[Collection entries]
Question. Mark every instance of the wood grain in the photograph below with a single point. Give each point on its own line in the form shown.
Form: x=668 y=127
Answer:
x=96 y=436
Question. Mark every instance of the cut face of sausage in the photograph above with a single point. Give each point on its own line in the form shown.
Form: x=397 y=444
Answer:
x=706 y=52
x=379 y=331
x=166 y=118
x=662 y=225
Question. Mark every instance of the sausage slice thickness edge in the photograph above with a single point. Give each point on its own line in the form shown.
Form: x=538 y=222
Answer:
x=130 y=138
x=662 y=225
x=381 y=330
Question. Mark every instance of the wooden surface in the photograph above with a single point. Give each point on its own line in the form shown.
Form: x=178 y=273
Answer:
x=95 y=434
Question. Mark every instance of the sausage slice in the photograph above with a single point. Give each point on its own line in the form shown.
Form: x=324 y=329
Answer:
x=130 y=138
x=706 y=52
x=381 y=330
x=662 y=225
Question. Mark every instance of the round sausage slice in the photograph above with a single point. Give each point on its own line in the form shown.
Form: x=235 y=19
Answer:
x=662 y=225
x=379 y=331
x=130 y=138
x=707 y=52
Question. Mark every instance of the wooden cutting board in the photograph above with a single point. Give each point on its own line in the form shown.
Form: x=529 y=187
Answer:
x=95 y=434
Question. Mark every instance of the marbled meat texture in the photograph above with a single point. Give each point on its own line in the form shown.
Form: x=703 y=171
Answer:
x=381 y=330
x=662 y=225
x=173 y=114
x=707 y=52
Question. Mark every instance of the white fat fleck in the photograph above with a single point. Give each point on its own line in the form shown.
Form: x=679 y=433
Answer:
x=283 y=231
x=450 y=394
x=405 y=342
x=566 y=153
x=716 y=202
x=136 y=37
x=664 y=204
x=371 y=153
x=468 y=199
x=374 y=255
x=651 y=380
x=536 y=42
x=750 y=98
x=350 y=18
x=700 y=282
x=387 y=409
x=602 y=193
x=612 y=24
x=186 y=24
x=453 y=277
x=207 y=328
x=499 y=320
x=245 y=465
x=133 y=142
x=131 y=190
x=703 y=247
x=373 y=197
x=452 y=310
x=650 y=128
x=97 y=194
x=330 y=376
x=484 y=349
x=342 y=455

= Exercise description =
Give back exactly the lines from the line holding "Question. Mark every instance of the round" through the last line of the listing, including both.

= Worked solution =
Question. Mark every instance of the round sausage slice in the photograph above with a single point. Give each point on its own line in the form shown.
Form: x=235 y=19
Answer:
x=662 y=225
x=379 y=331
x=130 y=138
x=707 y=52
Question. Mark every instance of the wooden cutting board in the photograph above with a single point. Give each point on its own line in the form shown.
Form: x=529 y=187
Answer:
x=95 y=434
Question. Mark every instance of the marbled meat texture in the photograph above with a single point. Give each point on its own line in the form shown.
Form: x=703 y=171
Answer:
x=381 y=330
x=662 y=225
x=173 y=114
x=707 y=52
Question. Mark every instance of the white fat fleck in the photograph above with a single point. Give each point on its own line in the form shown.
Form: x=679 y=433
Answer:
x=283 y=231
x=450 y=394
x=405 y=342
x=566 y=153
x=716 y=202
x=136 y=37
x=664 y=204
x=371 y=153
x=468 y=199
x=374 y=255
x=651 y=380
x=536 y=42
x=750 y=98
x=350 y=18
x=700 y=282
x=387 y=409
x=602 y=193
x=612 y=24
x=186 y=24
x=453 y=277
x=207 y=328
x=499 y=320
x=245 y=465
x=133 y=142
x=131 y=190
x=703 y=247
x=373 y=197
x=452 y=310
x=650 y=128
x=97 y=194
x=330 y=376
x=484 y=349
x=342 y=455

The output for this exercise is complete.